• Instructions to follow: Output exactly the lines that run from the line with "form: point(332, 17)." to the end of the material, both ends included, and no other lines.

Point labeling examples
======
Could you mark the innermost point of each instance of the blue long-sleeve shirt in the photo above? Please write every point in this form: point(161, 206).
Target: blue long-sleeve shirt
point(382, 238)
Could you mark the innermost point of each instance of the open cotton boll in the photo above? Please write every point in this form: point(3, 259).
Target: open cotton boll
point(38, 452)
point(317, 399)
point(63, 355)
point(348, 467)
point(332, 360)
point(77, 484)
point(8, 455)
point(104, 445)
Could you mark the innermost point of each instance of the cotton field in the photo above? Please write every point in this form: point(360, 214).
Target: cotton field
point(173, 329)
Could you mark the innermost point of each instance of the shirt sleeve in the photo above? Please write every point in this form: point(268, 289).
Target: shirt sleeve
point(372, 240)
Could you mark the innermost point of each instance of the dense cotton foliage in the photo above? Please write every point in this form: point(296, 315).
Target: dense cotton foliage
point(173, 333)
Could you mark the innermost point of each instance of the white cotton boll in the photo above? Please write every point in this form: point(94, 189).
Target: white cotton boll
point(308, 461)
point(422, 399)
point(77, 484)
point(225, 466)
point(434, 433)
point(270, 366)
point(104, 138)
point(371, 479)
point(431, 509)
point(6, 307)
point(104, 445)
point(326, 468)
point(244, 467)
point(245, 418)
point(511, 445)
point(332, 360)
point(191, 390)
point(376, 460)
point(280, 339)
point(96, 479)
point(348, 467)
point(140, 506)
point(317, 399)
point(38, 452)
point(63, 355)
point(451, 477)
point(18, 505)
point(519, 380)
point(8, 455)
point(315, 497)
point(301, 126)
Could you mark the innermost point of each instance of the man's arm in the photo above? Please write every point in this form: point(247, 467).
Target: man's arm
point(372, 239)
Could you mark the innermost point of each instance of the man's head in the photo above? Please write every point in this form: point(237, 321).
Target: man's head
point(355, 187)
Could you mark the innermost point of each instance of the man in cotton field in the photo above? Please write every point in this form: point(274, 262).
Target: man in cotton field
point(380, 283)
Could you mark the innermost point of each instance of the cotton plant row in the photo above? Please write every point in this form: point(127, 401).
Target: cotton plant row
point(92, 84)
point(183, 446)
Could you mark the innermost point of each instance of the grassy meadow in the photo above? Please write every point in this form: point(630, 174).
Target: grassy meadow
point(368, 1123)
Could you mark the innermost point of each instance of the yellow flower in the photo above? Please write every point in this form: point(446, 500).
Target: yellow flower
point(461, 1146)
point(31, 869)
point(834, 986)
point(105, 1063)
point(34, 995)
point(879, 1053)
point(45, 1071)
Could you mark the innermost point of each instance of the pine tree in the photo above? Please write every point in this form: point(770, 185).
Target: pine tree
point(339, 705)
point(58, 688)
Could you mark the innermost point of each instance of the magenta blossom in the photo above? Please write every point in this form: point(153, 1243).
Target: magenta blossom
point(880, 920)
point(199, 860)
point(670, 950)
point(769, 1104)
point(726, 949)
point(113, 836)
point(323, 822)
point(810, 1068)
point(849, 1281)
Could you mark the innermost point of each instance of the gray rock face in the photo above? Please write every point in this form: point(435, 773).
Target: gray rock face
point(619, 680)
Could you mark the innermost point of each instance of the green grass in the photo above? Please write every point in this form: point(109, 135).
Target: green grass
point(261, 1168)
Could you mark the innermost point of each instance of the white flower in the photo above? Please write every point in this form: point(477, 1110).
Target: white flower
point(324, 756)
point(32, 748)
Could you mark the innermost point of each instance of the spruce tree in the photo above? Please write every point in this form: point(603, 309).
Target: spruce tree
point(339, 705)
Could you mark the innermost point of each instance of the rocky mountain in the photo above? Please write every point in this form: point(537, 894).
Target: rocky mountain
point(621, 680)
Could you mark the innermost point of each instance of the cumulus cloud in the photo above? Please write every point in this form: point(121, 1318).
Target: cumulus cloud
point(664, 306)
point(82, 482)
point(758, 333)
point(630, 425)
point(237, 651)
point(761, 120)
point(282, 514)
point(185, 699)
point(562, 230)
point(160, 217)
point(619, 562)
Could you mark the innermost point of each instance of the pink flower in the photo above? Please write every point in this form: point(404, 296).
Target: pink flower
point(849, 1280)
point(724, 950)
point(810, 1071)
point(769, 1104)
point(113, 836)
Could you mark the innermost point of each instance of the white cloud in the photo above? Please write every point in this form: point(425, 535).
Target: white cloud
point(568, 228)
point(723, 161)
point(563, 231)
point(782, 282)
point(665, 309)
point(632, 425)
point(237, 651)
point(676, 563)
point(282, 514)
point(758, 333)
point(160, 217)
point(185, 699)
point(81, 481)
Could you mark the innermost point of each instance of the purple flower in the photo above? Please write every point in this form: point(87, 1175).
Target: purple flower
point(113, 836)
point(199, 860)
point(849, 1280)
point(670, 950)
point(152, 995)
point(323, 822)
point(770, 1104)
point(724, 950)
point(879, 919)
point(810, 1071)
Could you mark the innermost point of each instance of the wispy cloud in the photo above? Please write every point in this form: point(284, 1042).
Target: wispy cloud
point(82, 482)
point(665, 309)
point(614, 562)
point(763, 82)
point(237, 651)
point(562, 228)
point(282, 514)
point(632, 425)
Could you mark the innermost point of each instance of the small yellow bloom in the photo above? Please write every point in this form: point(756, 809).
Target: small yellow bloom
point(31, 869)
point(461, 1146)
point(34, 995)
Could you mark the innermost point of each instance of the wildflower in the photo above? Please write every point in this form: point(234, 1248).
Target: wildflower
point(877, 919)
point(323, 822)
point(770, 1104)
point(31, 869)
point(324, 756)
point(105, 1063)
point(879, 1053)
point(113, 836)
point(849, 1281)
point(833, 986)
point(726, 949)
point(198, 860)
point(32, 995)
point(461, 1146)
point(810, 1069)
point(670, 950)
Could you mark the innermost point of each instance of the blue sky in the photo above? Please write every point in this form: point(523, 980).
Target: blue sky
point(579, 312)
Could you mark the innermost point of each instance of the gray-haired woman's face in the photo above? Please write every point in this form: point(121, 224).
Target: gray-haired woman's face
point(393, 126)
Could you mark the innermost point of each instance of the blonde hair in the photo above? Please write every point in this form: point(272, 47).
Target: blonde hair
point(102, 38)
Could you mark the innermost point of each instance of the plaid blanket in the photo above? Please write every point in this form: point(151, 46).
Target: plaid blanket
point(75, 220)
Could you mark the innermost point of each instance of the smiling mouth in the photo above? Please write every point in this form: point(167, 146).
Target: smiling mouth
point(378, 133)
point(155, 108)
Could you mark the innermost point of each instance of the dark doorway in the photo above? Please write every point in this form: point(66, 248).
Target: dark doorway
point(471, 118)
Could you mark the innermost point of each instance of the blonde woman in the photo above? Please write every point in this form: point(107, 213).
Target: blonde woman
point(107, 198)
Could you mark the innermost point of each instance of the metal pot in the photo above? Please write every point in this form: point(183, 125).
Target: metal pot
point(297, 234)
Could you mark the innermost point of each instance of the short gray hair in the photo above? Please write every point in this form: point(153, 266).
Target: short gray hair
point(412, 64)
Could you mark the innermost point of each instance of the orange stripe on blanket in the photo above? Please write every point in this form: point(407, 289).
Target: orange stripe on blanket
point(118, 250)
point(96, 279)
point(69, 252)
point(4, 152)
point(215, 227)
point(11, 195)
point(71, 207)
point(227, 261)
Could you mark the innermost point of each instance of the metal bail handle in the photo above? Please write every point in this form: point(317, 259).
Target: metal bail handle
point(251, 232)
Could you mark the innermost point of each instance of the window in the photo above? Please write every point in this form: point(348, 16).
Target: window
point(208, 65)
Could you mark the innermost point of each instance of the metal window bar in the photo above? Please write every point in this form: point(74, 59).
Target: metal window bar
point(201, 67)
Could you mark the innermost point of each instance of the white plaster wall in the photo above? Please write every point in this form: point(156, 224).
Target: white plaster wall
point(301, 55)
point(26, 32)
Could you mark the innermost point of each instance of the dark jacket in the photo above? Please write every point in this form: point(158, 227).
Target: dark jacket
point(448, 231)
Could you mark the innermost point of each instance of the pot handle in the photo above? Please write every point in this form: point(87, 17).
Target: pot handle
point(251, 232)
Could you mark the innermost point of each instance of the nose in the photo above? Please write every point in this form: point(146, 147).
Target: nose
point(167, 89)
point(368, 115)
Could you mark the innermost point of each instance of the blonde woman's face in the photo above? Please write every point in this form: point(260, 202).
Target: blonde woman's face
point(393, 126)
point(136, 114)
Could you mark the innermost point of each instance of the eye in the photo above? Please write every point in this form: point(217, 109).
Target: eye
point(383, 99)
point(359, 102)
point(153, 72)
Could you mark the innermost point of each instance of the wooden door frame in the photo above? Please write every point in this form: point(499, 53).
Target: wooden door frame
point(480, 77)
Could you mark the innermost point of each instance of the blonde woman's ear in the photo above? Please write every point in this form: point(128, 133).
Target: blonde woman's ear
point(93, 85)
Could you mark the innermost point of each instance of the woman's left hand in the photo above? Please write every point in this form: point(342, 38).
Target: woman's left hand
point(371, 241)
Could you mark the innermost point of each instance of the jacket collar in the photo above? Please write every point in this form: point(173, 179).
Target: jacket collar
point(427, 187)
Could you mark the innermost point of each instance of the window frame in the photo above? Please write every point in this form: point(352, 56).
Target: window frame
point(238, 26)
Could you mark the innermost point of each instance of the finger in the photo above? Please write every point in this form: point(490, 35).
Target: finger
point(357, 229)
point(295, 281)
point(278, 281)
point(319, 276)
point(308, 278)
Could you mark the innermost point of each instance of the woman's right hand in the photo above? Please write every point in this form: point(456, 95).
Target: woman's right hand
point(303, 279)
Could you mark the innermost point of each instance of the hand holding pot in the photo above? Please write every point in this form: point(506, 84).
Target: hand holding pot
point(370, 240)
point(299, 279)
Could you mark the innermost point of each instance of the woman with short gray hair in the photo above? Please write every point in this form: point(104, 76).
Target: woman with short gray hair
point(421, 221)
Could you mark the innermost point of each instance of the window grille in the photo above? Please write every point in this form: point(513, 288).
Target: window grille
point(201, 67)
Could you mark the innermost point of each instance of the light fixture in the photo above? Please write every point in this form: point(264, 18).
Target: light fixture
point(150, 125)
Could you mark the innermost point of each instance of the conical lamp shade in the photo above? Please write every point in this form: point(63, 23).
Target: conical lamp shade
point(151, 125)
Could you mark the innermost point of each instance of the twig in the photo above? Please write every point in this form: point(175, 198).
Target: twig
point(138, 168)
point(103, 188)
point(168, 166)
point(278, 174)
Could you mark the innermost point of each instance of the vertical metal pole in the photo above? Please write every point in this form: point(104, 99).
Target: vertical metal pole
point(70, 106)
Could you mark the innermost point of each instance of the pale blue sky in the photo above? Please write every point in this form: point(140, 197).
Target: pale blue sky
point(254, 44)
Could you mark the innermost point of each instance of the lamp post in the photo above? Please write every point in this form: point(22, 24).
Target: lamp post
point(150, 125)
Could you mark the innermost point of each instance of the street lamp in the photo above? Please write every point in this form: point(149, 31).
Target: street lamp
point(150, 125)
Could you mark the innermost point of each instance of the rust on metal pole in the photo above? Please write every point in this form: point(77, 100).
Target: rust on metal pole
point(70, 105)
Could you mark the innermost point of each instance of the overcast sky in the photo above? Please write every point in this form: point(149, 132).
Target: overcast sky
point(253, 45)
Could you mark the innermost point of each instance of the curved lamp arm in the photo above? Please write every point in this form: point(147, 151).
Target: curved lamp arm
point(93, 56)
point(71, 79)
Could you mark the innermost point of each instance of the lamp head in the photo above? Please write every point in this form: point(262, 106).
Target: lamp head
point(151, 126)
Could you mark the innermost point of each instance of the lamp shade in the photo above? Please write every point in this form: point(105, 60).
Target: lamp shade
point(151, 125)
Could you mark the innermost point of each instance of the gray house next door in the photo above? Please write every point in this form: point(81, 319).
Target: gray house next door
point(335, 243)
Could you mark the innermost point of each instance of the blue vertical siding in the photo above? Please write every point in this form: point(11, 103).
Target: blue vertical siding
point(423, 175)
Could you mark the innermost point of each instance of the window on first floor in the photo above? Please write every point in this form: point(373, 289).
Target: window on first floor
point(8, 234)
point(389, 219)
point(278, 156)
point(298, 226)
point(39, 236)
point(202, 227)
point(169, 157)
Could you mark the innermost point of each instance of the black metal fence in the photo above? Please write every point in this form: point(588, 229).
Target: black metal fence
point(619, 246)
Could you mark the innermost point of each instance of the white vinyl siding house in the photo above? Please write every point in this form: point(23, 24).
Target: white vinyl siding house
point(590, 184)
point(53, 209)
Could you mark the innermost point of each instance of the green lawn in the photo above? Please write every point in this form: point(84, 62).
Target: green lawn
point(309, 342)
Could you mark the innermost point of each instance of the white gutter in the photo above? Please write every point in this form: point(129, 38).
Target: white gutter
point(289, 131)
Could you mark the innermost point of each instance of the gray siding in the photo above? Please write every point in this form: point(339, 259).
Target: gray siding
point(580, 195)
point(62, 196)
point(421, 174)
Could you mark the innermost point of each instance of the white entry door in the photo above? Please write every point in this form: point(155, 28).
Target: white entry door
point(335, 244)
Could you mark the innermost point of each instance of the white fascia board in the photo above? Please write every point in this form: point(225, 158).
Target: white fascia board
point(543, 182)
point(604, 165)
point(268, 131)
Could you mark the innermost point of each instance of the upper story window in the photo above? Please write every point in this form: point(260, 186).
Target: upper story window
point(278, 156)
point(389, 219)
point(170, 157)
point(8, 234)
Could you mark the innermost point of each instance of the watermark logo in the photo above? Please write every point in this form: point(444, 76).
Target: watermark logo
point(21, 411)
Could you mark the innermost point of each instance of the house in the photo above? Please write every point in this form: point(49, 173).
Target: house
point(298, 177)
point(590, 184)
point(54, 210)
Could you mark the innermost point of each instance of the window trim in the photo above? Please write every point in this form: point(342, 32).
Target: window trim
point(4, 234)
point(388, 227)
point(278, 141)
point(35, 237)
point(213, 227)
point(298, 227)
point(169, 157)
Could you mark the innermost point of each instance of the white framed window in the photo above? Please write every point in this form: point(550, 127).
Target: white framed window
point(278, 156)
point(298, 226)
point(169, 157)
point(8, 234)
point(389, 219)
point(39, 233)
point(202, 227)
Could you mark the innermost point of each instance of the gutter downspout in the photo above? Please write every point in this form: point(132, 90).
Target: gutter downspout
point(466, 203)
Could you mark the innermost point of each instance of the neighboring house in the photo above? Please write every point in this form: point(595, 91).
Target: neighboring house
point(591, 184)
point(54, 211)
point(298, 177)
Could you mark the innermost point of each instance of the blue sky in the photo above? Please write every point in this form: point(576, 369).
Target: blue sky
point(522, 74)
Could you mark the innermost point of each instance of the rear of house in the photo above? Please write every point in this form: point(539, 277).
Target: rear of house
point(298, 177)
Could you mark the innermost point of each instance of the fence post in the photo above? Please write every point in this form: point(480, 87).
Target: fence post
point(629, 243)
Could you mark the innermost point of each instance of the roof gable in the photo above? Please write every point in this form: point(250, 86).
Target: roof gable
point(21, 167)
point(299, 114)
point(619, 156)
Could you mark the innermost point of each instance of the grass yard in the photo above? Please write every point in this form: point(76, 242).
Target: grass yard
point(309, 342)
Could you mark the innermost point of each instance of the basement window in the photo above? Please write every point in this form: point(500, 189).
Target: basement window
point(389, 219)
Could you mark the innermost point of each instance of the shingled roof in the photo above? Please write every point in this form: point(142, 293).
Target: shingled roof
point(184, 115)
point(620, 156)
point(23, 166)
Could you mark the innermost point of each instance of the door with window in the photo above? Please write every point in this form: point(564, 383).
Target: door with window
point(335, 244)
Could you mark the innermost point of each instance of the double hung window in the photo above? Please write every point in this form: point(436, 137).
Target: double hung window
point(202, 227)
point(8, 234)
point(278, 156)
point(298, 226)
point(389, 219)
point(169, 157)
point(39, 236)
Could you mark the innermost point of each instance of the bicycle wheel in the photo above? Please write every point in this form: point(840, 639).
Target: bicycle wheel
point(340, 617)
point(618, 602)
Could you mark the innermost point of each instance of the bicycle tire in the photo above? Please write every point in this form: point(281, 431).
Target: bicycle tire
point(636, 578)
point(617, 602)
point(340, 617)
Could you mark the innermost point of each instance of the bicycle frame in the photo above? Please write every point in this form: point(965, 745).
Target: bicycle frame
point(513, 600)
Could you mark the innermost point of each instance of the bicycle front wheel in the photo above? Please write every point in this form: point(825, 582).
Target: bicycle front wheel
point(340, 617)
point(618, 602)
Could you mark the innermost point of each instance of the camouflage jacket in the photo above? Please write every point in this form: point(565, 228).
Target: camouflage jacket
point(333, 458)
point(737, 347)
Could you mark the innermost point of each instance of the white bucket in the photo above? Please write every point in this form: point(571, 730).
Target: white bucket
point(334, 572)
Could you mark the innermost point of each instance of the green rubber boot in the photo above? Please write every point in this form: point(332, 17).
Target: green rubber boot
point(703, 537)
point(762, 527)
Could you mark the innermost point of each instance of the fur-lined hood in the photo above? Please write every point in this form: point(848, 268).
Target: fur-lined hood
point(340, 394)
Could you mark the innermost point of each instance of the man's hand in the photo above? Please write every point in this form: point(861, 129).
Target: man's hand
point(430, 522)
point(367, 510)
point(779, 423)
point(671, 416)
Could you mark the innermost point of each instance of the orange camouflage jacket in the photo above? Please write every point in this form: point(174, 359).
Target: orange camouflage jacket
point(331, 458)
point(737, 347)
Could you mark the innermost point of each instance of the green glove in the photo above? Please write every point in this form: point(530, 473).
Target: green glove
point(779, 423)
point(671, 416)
======
• Finished task:
Could you mark the innermost point of each instance of the green rubber boot in the photo above? Please write every point in this form: point(332, 17).
Target: green rubber boot
point(703, 537)
point(762, 527)
Could you mark the innermost point of each instance of the fur-lined hood in the photo above? Please write every point in this form: point(848, 268).
Target: fur-lined hood
point(340, 394)
Could you mark the innermost point of each instance of the man's hand in the photo above? Please write every point in this form: point(861, 129).
Target: man's hand
point(430, 522)
point(367, 510)
point(779, 423)
point(671, 416)
Could you mark the innermost point of each instance of the orange camouflage jacket in the photo above? Please write every point in this form: point(174, 359).
Target: orange camouflage jacket
point(331, 458)
point(737, 347)
Could you mark the innermost point of each instance of the green glove in the photo above? Please write every point in this form: point(530, 473).
Target: green glove
point(779, 423)
point(671, 416)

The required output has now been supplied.